__Goal of the exercise__
All entries below are to be reproduced precisely as they stand, without the pictures.
** Opening Data extracts block **
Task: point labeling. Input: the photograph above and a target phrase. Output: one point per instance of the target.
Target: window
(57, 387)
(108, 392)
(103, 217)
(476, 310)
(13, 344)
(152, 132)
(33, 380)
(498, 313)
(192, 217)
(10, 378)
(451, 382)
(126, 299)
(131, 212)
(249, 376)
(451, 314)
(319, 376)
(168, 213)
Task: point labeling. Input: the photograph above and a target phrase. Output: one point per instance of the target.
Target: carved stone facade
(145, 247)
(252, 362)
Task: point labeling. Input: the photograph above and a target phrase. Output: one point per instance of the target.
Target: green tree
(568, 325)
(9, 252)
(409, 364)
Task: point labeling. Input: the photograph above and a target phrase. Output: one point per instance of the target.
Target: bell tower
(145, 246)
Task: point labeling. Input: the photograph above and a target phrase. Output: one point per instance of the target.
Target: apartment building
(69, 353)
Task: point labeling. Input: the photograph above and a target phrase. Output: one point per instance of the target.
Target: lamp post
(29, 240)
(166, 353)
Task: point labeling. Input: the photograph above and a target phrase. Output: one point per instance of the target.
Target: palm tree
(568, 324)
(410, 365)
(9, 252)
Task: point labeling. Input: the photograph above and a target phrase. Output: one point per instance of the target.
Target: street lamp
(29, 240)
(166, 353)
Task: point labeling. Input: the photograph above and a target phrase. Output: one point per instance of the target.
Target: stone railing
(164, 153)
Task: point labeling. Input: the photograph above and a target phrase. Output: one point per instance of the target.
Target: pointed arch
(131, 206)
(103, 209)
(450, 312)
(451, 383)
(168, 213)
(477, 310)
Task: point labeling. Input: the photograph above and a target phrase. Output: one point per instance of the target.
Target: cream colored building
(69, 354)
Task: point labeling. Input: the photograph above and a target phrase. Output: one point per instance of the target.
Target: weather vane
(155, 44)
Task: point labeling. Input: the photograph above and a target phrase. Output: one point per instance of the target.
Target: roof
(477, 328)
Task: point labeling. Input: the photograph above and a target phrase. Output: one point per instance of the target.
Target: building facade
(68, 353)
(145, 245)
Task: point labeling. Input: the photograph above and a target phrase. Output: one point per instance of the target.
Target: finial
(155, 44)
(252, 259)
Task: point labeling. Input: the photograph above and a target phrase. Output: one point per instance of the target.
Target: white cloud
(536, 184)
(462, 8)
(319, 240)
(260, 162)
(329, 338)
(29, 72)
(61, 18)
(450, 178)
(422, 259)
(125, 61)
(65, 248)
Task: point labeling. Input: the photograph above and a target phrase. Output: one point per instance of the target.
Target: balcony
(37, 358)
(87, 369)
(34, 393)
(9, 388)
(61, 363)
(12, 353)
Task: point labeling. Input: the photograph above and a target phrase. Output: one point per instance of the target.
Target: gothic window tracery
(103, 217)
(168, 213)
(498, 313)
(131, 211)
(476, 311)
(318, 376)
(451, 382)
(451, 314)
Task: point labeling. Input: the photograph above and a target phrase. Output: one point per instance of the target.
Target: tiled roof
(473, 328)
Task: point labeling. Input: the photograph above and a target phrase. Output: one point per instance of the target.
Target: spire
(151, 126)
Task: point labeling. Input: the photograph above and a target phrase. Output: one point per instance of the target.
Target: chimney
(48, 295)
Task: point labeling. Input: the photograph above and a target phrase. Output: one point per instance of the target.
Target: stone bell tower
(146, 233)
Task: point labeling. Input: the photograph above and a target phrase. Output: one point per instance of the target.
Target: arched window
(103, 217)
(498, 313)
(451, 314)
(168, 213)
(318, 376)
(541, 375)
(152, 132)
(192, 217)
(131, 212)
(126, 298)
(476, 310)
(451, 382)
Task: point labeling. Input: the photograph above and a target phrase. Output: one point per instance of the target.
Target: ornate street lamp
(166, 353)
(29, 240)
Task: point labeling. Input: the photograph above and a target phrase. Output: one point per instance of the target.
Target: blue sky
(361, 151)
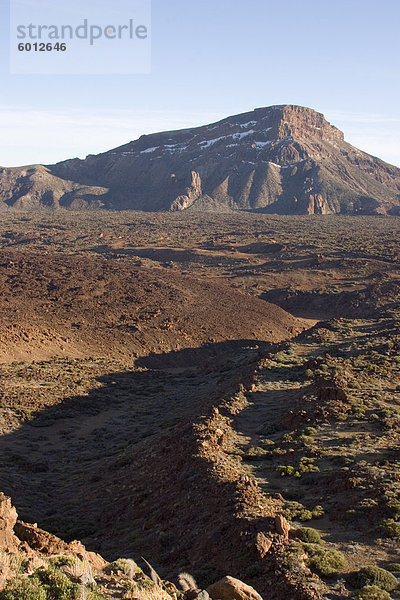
** Closing Data extracts block **
__Your response__
Task: point labeling. Input: the photograph above and a target phrase. Output: one point per instance of the target.
Target: window
(57, 387)
(108, 392)
(103, 217)
(476, 310)
(13, 344)
(152, 132)
(33, 380)
(498, 313)
(192, 217)
(10, 378)
(451, 382)
(126, 299)
(131, 212)
(249, 376)
(451, 314)
(319, 376)
(168, 213)
Task: point labeling. Input: the photograph above and a target phrase. Output: one point per instance of the target.
Target: carved stone facade
(145, 247)
(252, 362)
Task: point labeling. Input: the photograph above and a target phrase. Output: one point per instance of the target.
Target: green tree
(568, 325)
(9, 252)
(409, 364)
Task: point labeling. Input: the photograph above and a target phrase. Output: one point per instance of the target.
Target: bell tower
(145, 246)
Task: point labeling. Input: the photograph above and a target phrase. Output: one point per instance of the target.
Target: apartment building
(69, 353)
Task: point labeling. Input: the photograph above and a target phrase. Output: one point per instance of the target.
Target: lamp post
(29, 240)
(166, 353)
Task: point labeling. Input: the photograph above and a target phrase. Output: one point per instance of the target.
Target: palm tree
(568, 324)
(410, 365)
(9, 252)
Task: point labeling. Input: the photograph above and a target phrase. Output: one point per instance of the target.
Target: street lamp
(29, 240)
(166, 353)
Task: point labeling. Input: the photograph above and a target phrase. Output: one point per instance of the target.
Target: stone railing
(164, 153)
Task: point labeling. Input: the photograph above and a target phrase. Output: one point per instance of the target.
Target: pointed arch
(131, 206)
(103, 209)
(450, 312)
(451, 383)
(168, 213)
(477, 310)
Task: point labeling. Input: the photograph above and a target phrase. Output: one point per instance of the target.
Target: cream colored building
(69, 354)
Task: point labeling. Input: the photograph above and a target phrase. Output: one point per instance of the target.
Target: weather vane
(155, 44)
Task: point labeling. Input: the photograph above and a target phrase. Output: one point per instance of the target.
Target: roof
(477, 328)
Task: point labeling. Input: the photograph above and a target phrase. Output: one point per instance of the target.
Target: building facade
(68, 353)
(145, 245)
Task: point labeling. Input: the photograph above and a target phrase. Output: one point per instance of the target.
Target: finial
(155, 44)
(252, 259)
Task: point labeling. Input: the photograph above and a target phrase. Output: one point per instance of the target.
Target: white cloud
(536, 184)
(462, 8)
(319, 240)
(260, 162)
(329, 338)
(29, 72)
(61, 18)
(450, 178)
(422, 259)
(125, 61)
(65, 248)
Task: point labeling. Input: the photograph above and a target phrase. Output: one point per instance of the target.
Target: balcony
(37, 358)
(87, 369)
(34, 393)
(9, 388)
(61, 363)
(12, 353)
Task: point labeling. Input: the photograph above and a target phrase. Output: one point per instance of the target.
Target: gothic window tracery
(103, 217)
(168, 213)
(498, 313)
(131, 211)
(476, 311)
(318, 376)
(451, 382)
(451, 314)
Task: point labeling. Input: the photograph above and a target phrase. Output: one point per instance of the target.
Target: tiled roof
(473, 328)
Task: point labeling. Input: the photograph above and a target phrase. Output: one point per instance of the target.
Target: spire
(151, 126)
Task: point labeling. Input: the photograph above and a target phrase. Output: one point per instance of the target.
Target: chimney
(48, 295)
Task: point labeling. Input: the photograph above and a target phrase. Output: one point per instance of the target.
Target: stone bell tower
(146, 233)
Task: point labeling. Input: the photograph above and a target phrase. Output: one point per instance of the target.
Target: arched window
(103, 217)
(498, 313)
(451, 314)
(168, 213)
(318, 376)
(541, 375)
(152, 132)
(192, 217)
(131, 212)
(126, 298)
(476, 310)
(451, 382)
Task: point labeling. Input: the photograph above and a target phrase. Output: one point per instance of the target.
Target: ornate street lamp
(166, 353)
(29, 240)
Task: point labeling. Input: the photograph above and a target phrase. Output: one point per instance of the target.
Target: blue sky
(361, 151)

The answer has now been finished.